** start of DATA LINES **

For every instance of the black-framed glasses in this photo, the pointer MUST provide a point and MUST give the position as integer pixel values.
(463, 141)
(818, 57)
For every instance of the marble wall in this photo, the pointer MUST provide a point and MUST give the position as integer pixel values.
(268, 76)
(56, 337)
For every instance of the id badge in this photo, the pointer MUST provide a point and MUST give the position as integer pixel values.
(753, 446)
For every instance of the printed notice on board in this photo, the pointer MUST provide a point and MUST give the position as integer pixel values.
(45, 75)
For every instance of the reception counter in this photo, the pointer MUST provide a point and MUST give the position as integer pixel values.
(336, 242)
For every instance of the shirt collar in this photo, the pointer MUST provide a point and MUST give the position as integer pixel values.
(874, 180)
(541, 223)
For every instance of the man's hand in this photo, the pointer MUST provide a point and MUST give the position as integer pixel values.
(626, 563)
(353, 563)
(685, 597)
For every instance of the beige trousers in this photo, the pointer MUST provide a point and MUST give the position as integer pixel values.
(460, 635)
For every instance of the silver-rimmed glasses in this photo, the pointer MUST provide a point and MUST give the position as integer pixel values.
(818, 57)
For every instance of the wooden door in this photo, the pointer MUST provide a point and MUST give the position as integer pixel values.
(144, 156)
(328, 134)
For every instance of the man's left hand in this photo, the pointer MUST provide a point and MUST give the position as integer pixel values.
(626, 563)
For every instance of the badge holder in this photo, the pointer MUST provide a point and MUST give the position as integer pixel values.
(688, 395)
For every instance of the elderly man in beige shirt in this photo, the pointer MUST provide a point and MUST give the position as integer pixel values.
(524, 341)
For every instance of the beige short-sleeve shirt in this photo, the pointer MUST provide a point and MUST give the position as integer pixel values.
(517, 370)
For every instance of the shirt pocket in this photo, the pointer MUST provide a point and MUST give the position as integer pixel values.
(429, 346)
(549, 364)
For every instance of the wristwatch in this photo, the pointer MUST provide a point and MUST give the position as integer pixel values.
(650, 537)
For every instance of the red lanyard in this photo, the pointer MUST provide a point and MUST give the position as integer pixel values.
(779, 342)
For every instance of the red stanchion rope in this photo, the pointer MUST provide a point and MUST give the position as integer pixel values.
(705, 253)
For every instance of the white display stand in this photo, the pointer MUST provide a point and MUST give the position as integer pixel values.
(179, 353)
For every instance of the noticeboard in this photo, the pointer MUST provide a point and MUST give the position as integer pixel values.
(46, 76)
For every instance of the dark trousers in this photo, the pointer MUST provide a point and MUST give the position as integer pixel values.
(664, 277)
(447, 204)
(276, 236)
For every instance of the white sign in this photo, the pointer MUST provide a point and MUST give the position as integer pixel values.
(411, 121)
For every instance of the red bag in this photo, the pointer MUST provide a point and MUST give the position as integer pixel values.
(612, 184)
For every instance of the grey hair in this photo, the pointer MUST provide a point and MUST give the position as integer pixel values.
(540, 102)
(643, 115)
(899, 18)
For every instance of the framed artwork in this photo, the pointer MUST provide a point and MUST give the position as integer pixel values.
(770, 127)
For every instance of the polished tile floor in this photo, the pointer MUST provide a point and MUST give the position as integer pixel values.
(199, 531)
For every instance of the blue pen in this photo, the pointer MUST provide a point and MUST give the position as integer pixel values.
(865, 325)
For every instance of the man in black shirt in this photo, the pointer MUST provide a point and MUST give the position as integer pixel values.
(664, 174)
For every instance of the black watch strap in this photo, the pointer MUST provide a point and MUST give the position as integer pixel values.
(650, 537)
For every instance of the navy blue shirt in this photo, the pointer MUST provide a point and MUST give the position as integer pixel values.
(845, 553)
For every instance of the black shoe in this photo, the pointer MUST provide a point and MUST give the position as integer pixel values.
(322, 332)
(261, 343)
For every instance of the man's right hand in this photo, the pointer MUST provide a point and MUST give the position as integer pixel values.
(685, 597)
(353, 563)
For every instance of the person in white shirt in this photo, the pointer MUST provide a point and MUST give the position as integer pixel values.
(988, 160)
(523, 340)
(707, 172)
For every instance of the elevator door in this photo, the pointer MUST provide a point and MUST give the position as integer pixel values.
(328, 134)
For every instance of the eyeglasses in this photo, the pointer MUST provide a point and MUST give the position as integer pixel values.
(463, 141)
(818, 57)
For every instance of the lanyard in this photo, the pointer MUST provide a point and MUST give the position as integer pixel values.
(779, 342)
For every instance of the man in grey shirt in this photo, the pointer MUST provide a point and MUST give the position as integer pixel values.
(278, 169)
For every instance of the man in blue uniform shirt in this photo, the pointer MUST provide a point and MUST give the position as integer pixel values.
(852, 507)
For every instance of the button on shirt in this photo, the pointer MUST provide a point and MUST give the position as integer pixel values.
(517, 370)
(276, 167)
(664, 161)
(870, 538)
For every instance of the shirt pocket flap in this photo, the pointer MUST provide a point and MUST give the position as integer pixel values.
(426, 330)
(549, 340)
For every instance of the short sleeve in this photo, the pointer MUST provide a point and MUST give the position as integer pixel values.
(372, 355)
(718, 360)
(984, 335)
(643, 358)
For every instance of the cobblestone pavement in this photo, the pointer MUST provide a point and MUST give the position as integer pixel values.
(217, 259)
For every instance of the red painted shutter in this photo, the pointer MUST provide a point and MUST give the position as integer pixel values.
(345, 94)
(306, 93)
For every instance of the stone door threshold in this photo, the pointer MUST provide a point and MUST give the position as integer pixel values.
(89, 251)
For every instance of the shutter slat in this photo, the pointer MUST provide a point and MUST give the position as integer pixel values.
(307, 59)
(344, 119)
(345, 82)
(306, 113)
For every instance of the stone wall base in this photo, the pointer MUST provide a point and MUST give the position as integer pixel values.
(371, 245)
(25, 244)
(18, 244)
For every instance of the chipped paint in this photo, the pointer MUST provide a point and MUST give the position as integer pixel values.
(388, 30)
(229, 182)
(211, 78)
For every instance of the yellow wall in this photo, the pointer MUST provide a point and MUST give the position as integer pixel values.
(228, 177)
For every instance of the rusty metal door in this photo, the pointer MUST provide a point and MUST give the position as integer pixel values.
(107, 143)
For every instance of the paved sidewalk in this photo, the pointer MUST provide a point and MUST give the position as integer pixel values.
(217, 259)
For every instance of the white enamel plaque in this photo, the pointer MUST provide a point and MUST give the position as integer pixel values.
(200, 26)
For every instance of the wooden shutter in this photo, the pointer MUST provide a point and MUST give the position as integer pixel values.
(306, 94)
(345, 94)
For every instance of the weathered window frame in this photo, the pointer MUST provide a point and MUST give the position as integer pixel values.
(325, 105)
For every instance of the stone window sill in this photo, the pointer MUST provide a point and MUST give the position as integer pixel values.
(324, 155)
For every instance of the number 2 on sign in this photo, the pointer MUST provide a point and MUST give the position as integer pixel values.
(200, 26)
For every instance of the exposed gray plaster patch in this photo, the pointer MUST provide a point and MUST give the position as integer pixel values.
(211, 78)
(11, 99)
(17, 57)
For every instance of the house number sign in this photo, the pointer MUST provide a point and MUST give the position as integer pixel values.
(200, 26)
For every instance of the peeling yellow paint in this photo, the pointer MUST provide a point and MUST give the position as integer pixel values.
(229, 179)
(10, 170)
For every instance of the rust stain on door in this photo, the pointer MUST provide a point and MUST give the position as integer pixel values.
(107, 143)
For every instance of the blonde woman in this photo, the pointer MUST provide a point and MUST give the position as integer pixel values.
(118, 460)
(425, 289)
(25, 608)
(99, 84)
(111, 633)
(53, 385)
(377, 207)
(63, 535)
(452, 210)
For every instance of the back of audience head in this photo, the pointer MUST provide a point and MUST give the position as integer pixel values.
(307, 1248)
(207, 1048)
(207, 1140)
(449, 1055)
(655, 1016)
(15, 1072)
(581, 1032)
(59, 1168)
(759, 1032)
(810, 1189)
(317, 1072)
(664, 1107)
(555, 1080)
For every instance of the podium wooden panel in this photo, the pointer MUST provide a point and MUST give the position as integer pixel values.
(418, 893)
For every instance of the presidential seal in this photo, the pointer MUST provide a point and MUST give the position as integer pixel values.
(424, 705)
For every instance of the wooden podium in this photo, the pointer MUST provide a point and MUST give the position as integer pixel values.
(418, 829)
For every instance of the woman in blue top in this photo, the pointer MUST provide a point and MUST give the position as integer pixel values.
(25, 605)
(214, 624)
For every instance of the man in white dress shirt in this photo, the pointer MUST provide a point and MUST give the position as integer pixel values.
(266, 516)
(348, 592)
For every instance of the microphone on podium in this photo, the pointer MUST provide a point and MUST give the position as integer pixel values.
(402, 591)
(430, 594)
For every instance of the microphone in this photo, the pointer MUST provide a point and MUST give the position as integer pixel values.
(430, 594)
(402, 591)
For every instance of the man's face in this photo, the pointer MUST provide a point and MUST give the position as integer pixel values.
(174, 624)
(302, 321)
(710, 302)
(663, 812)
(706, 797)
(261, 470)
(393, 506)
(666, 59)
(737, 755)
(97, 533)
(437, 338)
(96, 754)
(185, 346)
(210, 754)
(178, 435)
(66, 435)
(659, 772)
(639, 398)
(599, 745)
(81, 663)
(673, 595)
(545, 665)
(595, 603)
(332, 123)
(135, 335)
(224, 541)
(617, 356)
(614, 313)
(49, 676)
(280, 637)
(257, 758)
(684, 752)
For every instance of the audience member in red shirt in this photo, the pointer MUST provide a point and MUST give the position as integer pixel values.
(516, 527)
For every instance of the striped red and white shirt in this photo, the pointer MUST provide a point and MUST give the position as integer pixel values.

** end of DATA LINES **

**GIVEN REQUEST**.
Take the line that contains "For every instance of the audience" and each line after it down to the last of the records, and retype them exactly; add nothing else.

**THE SOLUTION**.
For every instance of the audience member in red shirt in this photo, the pointer MUST provide a point and MUST give the position as integer pixel values.
(516, 527)
For every instance of the striped red and white shirt in this photo, the pointer MUST provide a point and MUST give the position as integer pixel values.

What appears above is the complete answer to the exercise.